Copy each line of the records below exactly as it appears, leaving out the pictures.

-*-*-

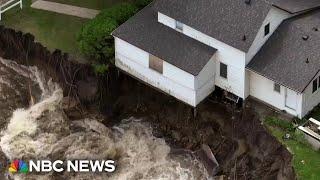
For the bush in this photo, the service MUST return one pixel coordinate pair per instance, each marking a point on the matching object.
(282, 124)
(120, 12)
(100, 69)
(95, 40)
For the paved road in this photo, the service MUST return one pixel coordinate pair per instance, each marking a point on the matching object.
(65, 9)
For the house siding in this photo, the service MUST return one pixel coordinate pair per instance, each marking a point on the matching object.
(173, 81)
(234, 58)
(263, 89)
(275, 17)
(310, 100)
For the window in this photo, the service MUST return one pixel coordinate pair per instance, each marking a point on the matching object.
(267, 29)
(277, 87)
(179, 25)
(156, 64)
(223, 70)
(314, 85)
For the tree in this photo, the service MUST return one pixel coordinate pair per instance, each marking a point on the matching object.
(95, 40)
(120, 12)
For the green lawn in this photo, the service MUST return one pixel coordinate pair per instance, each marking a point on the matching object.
(306, 160)
(93, 4)
(51, 29)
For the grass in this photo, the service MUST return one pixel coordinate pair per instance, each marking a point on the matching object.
(306, 161)
(53, 30)
(92, 4)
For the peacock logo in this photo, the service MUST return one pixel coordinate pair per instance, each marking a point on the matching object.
(18, 166)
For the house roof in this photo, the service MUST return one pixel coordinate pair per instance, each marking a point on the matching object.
(225, 20)
(296, 6)
(291, 56)
(144, 32)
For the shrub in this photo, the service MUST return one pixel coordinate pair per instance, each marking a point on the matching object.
(95, 40)
(100, 69)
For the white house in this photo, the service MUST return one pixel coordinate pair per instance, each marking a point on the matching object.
(259, 48)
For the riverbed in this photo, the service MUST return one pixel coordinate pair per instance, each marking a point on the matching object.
(34, 126)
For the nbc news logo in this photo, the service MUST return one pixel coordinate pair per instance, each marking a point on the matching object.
(19, 166)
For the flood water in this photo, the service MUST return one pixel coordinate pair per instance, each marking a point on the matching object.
(37, 129)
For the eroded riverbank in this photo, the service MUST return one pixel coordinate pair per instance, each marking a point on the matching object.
(241, 145)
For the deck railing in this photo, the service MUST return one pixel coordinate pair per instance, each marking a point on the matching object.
(8, 5)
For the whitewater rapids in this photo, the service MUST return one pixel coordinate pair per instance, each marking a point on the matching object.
(42, 131)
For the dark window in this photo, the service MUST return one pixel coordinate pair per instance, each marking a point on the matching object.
(315, 85)
(156, 64)
(223, 70)
(267, 29)
(179, 25)
(277, 87)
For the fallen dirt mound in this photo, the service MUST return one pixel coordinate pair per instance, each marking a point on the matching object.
(242, 146)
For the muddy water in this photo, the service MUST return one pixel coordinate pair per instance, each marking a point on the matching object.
(42, 131)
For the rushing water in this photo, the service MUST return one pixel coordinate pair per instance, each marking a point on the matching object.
(42, 131)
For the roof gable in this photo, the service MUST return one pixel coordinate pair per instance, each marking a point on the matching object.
(291, 56)
(225, 20)
(296, 6)
(145, 32)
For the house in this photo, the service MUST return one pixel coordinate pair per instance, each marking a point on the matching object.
(265, 49)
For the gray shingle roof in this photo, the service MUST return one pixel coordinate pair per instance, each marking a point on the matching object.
(296, 6)
(224, 20)
(144, 31)
(283, 58)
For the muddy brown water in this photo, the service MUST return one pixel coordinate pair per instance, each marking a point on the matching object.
(242, 146)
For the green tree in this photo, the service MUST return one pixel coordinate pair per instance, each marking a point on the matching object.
(120, 12)
(95, 40)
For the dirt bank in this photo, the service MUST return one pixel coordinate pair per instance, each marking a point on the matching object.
(242, 146)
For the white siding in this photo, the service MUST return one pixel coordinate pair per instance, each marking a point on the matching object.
(179, 76)
(205, 81)
(310, 100)
(263, 89)
(234, 58)
(275, 18)
(174, 81)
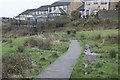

-*-*-

WRITTEN SOLUTION:
For the bush in this photo, the service MUST return one pixel coordinate pair per instance, each marking a point on the matching object.
(282, 124)
(120, 12)
(100, 69)
(95, 40)
For the paved road in this photo, the service MUST return one pixel coordinate pair per instance, each marking a point on the matching object.
(65, 9)
For the house siding in this photo, the service MUST return one pixel coordinate pair per instance, each marking a point on the matching object.
(173, 81)
(234, 58)
(263, 89)
(275, 17)
(310, 100)
For the window in this photo, the service MUST return one pixel coordinate pair per instance, each marking a point on the matching object.
(267, 29)
(277, 87)
(179, 25)
(156, 64)
(223, 70)
(314, 85)
For the tree in this photo, the service MUST return one pixel coordinate pair per instance, each marking a point on the matching object.
(95, 40)
(120, 12)
For the green lawn in this photo, the service MUST return one pixel coordinate pair per instance, each marking a point on the matching object.
(306, 160)
(93, 4)
(51, 29)
For the grass in this photo, the service MUST return one pixel coordinate pair per instance, each marking a point on the matching object.
(306, 161)
(53, 30)
(92, 4)
For the peacock logo in this photo, the service MUST return one pixel coordinate pair per instance, each marking a point on the matching object.
(18, 166)
For the house roof in this photo, the service MUST return one pixel coordinate pair per instance, each marking a point on the matching object.
(225, 20)
(296, 6)
(291, 56)
(144, 32)
For the shrub in this photo, the service MUST return one pixel coordinate pair per instance, each marking a point on the matching object.
(95, 40)
(100, 69)
For the white house in this photo, the service MUST return one pixel coordinate pair per instance, each marking a point on the matching object.
(259, 48)
For the riverbed in this photo, the service MUST return one pixel coordinate pair per instance, each marking a point on the matching object.
(34, 126)
For the nbc news logo in this photo, the service MUST return one pixel coordinate pair per instance, each marking a point on the matching object.
(19, 166)
For the flood water in this photo, the service MUST return one pixel coordinate pair per instance, each marking a point on the matching object.
(37, 129)
For the eroded riverbank in this photo, the service MUST return one pixel coordinate pair per instance, each marking a point on the matching object.
(241, 145)
For the deck railing in this photo, the service MUST return one pixel coordinate pair per instance, each marking a point on the matching object.
(8, 5)
For the whitewater rapids in this photo, the service MUST return one pixel coordinate pair per instance, each marking a point on the matching object.
(42, 131)
For the dark window in this photo, the service MUST return one pixel coordinate pair per instance, each marking a point on the matching object.
(315, 85)
(156, 64)
(223, 70)
(267, 29)
(179, 25)
(277, 87)
For the fallen dirt mound in this photo, the service MUST return one pixel coordinate pair per instance, each marking a point on the matching object.
(242, 146)
For the muddy water in this photo, the service MUST return one pixel coordinate pair per instance, each marking a point on the matching object.
(42, 131)
For the rushing water in this photo, the service MUST return one pixel coordinate pair per instance, each marking a point on the matching object.
(42, 131)
For the roof gable in this photo, the service MUST return one pixel coordinate pair per instance, each marking a point on the matching object.
(291, 56)
(225, 20)
(296, 6)
(145, 32)
For the house in this photo, the service MUST return one pixel coordinate pair per instance, each marking a point on the matching object.
(265, 49)
For the gray shingle roof in this photo, the service MUST return one pixel coordinate pair per instance, each marking a point on the matching object.
(296, 6)
(224, 20)
(144, 31)
(283, 58)
For the muddy brown water in this photo, the service MUST return one pixel coordinate pair per instance, each marking a point on the matching object.
(242, 146)
For the green tree in this photo, the service MUST return one pixel coordinate pair per instance, each marking a point on the matching object.
(120, 12)
(95, 40)
For the dirt bank in this photo, the service MUST return one pixel coordinate pair per instance, each marking a point on the matching object.
(242, 146)
For the white siding in this photo, the service MUST return one pixel coordinate pair per instance, each marking a point on the matching object.
(179, 76)
(205, 81)
(310, 100)
(263, 89)
(234, 58)
(275, 18)
(174, 81)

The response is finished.